WORK TO DO | Could you write all of the data below out again word for word, leaving the pictures out of your answer?
........
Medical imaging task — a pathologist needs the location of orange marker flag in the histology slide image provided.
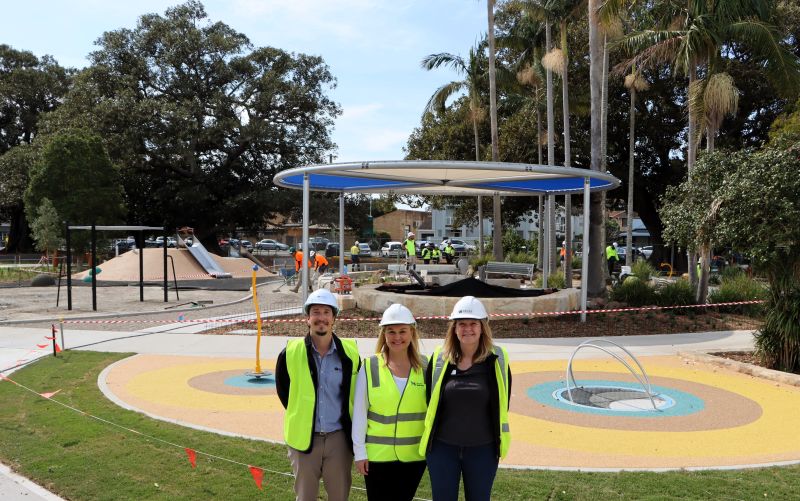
[184,447,197,468]
[248,465,264,489]
[39,390,61,398]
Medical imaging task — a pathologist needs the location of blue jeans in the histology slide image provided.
[426,440,498,501]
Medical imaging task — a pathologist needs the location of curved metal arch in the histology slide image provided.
[567,338,658,411]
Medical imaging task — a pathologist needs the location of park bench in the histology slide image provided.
[480,261,536,281]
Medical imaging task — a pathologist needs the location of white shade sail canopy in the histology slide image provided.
[275,160,620,196]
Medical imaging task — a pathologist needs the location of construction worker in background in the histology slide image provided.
[308,251,328,290]
[275,289,361,501]
[350,240,361,271]
[420,244,433,264]
[428,243,442,264]
[403,232,417,270]
[444,240,456,264]
[289,247,313,292]
[606,242,619,275]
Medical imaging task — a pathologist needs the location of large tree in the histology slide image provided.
[0,45,72,252]
[25,130,125,238]
[39,1,340,246]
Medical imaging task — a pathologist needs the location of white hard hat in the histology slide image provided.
[381,303,417,327]
[303,289,339,316]
[450,296,489,320]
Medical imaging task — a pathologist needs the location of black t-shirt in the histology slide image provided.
[434,360,495,447]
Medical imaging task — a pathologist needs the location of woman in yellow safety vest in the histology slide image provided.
[353,304,427,501]
[419,296,511,501]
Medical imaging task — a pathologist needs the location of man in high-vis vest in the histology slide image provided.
[350,240,361,271]
[275,289,361,501]
[289,247,312,292]
[403,233,417,270]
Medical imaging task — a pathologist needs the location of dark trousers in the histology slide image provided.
[364,461,425,501]
[427,440,498,501]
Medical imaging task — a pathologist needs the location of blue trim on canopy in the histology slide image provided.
[282,174,613,193]
[281,174,420,191]
[472,177,613,192]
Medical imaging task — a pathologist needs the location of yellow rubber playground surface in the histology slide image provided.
[98,355,800,470]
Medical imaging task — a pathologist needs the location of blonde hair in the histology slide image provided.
[442,318,494,364]
[375,324,422,369]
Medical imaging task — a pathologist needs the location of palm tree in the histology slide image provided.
[497,7,546,270]
[625,70,650,266]
[620,0,800,301]
[422,44,490,257]
[479,0,503,261]
[421,44,486,161]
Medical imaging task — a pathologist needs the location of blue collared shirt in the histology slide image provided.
[311,341,342,433]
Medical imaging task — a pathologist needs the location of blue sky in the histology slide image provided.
[0,0,487,162]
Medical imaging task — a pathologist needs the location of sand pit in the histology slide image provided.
[73,249,275,282]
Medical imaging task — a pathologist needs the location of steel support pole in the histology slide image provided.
[64,221,72,310]
[139,230,145,303]
[581,177,590,322]
[300,173,311,304]
[340,192,344,275]
[539,195,550,289]
[89,225,97,311]
[162,233,167,303]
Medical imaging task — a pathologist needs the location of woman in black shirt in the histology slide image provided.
[420,296,511,501]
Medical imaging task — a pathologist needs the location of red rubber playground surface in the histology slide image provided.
[98,354,800,470]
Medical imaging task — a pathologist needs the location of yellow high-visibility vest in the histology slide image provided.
[419,346,511,458]
[364,355,428,462]
[283,338,359,451]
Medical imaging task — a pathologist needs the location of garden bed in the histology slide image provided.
[206,309,761,339]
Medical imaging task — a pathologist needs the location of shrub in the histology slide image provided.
[708,270,767,315]
[610,276,655,306]
[469,254,490,270]
[631,259,658,282]
[533,271,566,289]
[656,279,694,311]
[505,251,536,264]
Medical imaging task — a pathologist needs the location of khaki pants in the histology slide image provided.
[289,430,353,501]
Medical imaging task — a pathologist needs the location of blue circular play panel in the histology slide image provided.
[526,379,705,418]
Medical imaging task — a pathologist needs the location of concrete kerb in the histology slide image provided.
[678,351,800,386]
[0,280,284,326]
........
EXERCISE RESULT |
Medical imaging task — a pathologist needs the location of orange marker flag in the histology slide image provided.
[184,447,197,468]
[248,465,264,489]
[39,390,61,398]
Medical imaging task — a pathologist needs the location of blue jeans in the histology slide image provided.
[426,440,498,501]
Medical imaging task — a pathologist needs the location of curved metal arch in the histology slide image provided.
[567,338,658,411]
Medical imaging task — a pathologist needs the location of park bench in the histology slide image provided.
[480,261,536,281]
Medical imaging task — a pathologist needs the location of white shade sail canopy in the histology slide image provided.
[275,160,620,196]
Medical imaging task — a pathologist needs the location of construction worker in background in the histology slide image provided.
[308,251,328,290]
[275,289,361,501]
[350,240,361,271]
[420,244,433,264]
[428,243,442,264]
[403,232,417,270]
[444,240,456,264]
[289,247,313,292]
[606,242,619,275]
Medical imaging task — a pathologist needs the location of large tree in the histology slide image provided.
[0,45,72,252]
[25,130,125,238]
[39,1,340,246]
Medical imaging task — a pathologist needs the location of white hard hat in the histology slide image provided.
[381,303,417,327]
[303,289,339,316]
[450,296,489,320]
Medical imaging task — a pathologist needs the location of black t-shirt in the histology slide image provided.
[434,360,495,447]
Medical imaging task — a pathologist needs the location of woman in yellow safety vest in the histology slide image provided.
[353,304,427,501]
[419,296,511,501]
Medical imaging task — a pathologist needs the location of man in high-vis vest in the histology slide image provided.
[350,240,361,271]
[275,289,361,501]
[289,247,312,292]
[403,233,417,270]
Medical imaging task — a pathologist needs the location of dark trousers in the histology slide image provided.
[364,461,425,501]
[427,440,498,501]
Medical imaging task — a pathologist needs the location of blue trim on canopy in the histology slide image provided.
[282,174,613,193]
[281,174,420,191]
[472,177,613,192]
Medical imaging task — a pathologist needs the location of yellow rubber playground surface in the histology slide image provided.
[98,355,800,470]
Medical imaging task — a pathologist needs the location of blonde hair in the histology slide image provided.
[442,318,494,364]
[375,324,422,369]
Medical imaging task — a pathologist needs the location of palm tree in the histology slide image provided.
[497,7,546,270]
[625,70,650,266]
[620,0,800,301]
[422,44,490,257]
[479,0,503,261]
[421,44,486,161]
Medical imaging task — a pathologist needs the location of blue collared shirt in the histology slide image provided.
[311,341,342,433]
Medical imaging task — a pathologist needs the location of blue sky in the histology slide image provided.
[0,0,487,162]
Medical imaging task — a pathologist needs the location of sand pit in the histology slide image provided.
[73,249,275,282]
Medical imaging task — a pathologist needs the location of steel support pole in the histology slide image provided.
[64,221,72,310]
[139,230,145,303]
[581,177,590,322]
[300,173,311,304]
[340,192,344,275]
[539,195,550,289]
[89,225,97,311]
[162,233,167,303]
Medical imaging task — a pathologist needs the location of woman in black shirt in the histology slide image provided.
[420,296,511,501]
Medical imaging task — a pathologist needs the location of red rubber playground surface in the histology slide image provided.
[98,354,800,470]
Medical imaging task — a pathologist needs the location of yellow high-visibility vest in the histology slide image provided.
[419,346,511,458]
[364,355,428,462]
[283,338,359,451]
Medical imaging task — a pathologist needs the location of garden bed in the histology slide image provided.
[206,309,761,339]
Medical imaging task — a pathologist needs the location of shrub in the histology slide image provided.
[708,270,767,315]
[610,276,655,306]
[469,254,490,270]
[631,259,658,282]
[533,271,566,289]
[656,279,694,311]
[505,251,536,264]
Medical imaging task — a pathologist needs the location of khaki pants in the histology slide image provided.
[289,430,353,501]
Medical imaging task — a pathologist needs the location of blue circular play panel in the histology slide image provided.
[526,379,705,418]
Medical imaging task — a pathologist needs the location of concrete kerb in the histology slide image provided.
[678,351,800,386]
[0,280,284,326]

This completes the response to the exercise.